__SET OF TASKS__.
• A. In the project description on Soviet medical internationalism, translate this sentence into Spanish: "While these efforts began in the immediate wake of World War II, they grew exponentially during the 1960s, 1970s, and 1980s."
• B. Pick up the project description on Soviet medical internationalism after its final sentence and write the next part.

Soviet Medical Internationalism and the Global Cold War
Associate Professor Paula Michaels
About the project
My current book project, Soviet Medical Internationalism and the Global Cold War, analyses the varied strategies the USSR employed to mobilise medical cadres and medical knowledge as vectors for global engagement. While these efforts began in the immediate wake of World War II, they grew exponentially during the 1960s, 1970s, and 1980s.
Strategies to marshal medicine were organised around three approaches: (1) deploying Soviet workers overseas to conferences, on bi-lateral exchanges, and via secondments; (2) receiving overseas delegations to the USSR in order to showcase Soviet advances in research and in the organisation and delivery of public health services; and (3) hosting foreign students, primarily from the Global South, for the study of medicine in the USSR. While not expressly coordinated, these pathways of engagement exhibited complementarity that provided the state with a range of options that could be utilised flexibly, as appropriate for different target nations.
Taking the United States, Czechoslovakia, and Cuba as case studies for Soviet medical diplomatic efforts, I highlight the ways that personal contacts and professional networks operated in ways unanticipated by and perhaps undesired by the states that instigated them.

[Spatial localization data]
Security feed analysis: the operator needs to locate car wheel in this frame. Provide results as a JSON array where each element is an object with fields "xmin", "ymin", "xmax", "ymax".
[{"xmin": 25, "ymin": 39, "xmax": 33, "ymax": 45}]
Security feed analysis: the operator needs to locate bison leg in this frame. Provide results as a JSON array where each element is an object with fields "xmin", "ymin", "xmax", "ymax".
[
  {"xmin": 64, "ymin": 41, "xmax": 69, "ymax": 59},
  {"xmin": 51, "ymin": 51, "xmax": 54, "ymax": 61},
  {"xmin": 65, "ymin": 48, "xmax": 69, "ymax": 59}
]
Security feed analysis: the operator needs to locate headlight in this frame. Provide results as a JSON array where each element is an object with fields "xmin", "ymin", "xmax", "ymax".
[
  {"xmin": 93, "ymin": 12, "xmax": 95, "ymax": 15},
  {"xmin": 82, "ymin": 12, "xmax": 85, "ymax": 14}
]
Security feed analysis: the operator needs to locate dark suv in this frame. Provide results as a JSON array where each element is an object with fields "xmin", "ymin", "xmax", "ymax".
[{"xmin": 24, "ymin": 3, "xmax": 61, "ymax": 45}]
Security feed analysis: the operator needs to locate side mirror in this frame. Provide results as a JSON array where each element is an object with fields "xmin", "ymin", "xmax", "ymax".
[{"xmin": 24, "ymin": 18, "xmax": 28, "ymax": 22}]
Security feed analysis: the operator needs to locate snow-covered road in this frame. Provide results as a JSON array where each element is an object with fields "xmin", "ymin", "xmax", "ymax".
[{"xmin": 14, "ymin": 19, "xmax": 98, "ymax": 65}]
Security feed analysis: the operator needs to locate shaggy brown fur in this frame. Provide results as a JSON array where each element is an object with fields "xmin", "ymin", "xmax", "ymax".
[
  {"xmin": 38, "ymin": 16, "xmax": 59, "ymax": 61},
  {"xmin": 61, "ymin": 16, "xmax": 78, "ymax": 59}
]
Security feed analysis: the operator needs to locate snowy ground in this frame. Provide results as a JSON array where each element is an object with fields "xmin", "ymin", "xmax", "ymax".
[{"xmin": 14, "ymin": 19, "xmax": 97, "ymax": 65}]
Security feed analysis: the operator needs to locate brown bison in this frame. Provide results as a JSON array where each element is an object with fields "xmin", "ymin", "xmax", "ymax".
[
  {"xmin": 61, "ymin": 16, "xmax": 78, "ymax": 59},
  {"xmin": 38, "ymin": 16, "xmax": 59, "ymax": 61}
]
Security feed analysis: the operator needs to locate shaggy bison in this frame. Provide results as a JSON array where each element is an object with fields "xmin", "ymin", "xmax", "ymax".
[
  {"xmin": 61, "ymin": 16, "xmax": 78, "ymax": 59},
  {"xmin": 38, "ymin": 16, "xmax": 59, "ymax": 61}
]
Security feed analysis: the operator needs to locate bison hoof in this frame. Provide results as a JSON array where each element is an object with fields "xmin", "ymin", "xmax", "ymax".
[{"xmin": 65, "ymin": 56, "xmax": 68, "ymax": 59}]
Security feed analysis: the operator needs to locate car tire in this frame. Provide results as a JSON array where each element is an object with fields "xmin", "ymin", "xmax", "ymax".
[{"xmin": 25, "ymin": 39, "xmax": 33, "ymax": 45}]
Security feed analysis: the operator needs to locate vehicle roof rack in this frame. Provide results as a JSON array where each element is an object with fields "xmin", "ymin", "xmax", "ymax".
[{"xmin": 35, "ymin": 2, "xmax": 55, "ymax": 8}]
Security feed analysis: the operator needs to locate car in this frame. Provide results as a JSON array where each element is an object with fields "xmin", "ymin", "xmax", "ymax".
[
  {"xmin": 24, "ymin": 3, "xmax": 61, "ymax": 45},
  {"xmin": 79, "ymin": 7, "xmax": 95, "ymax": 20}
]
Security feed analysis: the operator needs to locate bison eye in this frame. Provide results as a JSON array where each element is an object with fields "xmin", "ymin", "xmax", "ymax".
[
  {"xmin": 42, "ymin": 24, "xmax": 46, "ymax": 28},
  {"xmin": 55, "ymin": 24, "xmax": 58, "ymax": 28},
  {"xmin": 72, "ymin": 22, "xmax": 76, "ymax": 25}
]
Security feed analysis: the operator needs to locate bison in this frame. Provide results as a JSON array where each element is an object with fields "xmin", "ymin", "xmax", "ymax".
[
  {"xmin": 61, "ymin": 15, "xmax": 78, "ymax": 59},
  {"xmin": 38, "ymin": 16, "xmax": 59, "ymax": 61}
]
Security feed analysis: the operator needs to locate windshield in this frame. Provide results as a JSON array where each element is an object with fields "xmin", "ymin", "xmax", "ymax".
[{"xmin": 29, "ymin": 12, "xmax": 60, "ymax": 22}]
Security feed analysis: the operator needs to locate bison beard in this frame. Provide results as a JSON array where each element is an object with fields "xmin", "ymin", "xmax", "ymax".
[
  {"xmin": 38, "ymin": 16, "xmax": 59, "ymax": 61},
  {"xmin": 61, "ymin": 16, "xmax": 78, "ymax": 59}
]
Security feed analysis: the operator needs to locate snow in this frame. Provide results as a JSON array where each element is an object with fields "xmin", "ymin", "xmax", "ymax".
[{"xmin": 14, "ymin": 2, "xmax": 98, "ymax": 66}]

__ANSWERS BELOW__.
• A. Aunque estos esfuerzos comenzaron inmediatamente después de la Segunda Guerra Mundial, crecieron de forma exponencial durante las décadas de 1960, 1970 y 1980.

• B.
The Soviet experience illustrates the exceptional potency of medical and health initiatives as instruments of ‘soft power’: state-sponsored efforts to woo foreign governments and their people. Seemingly (if not in actual fact) free from ideological concerns, the universal, humanitarian grounds on which the case can be made for collaboration in medicine are an easy sell to recipient states and their citizens. Moreover, in light of the ways that diseases know no national boundaries, a clear case can be made for the advantageousness of cooperation and collaboration even in the face of conflict.
Unifying what has been in the scholarly literature to date three largely separate conversations about contacts between - to use the language of the Cold War era - the First and Second Worlds, within the Second World, and between the Second and Third Worlds, this study showcases the range of strategies available to state actors and how these approaches overlapped, reinforced and, at times, conflicted.